(Beginning of GIVEN ENTRIES)
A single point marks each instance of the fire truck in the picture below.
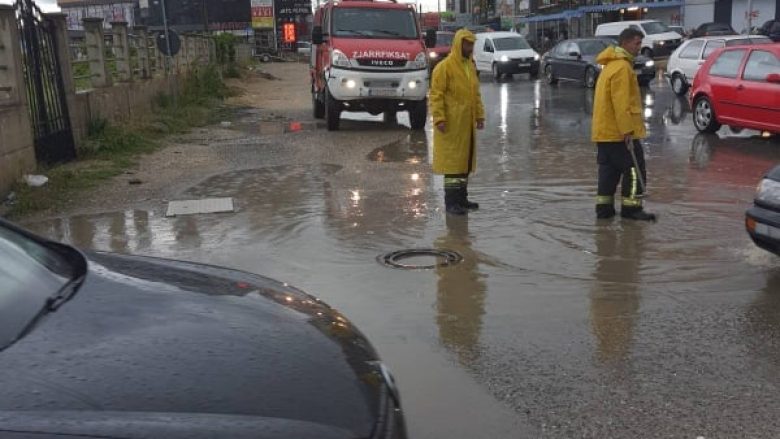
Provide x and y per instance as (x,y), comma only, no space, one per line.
(368,55)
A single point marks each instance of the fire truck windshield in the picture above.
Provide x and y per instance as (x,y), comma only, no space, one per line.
(374,23)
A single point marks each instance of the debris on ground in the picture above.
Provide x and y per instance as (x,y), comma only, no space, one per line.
(35,180)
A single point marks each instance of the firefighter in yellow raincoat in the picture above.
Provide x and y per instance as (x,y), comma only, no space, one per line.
(456,108)
(617,126)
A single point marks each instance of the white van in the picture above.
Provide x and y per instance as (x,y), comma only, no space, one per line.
(658,40)
(505,53)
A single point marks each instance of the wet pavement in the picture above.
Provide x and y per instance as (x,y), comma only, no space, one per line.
(554,324)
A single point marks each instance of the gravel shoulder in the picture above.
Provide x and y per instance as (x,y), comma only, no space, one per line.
(257,133)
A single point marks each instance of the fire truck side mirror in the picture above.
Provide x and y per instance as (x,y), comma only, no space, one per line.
(316,35)
(430,38)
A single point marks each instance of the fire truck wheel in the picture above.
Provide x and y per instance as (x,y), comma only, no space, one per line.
(332,112)
(319,107)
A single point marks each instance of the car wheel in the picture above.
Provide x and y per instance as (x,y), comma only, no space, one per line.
(590,77)
(704,116)
(317,106)
(679,87)
(548,75)
(418,114)
(332,112)
(496,72)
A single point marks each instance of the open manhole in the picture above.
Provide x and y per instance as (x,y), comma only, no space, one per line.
(420,258)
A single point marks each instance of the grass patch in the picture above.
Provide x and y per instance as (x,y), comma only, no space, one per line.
(End of GIVEN ENTRIES)
— ACTION ITEM —
Lines in the listing that include the word "truck": how many are there? Give the number alone.

— ANSWER TO THIS PROBLEM —
4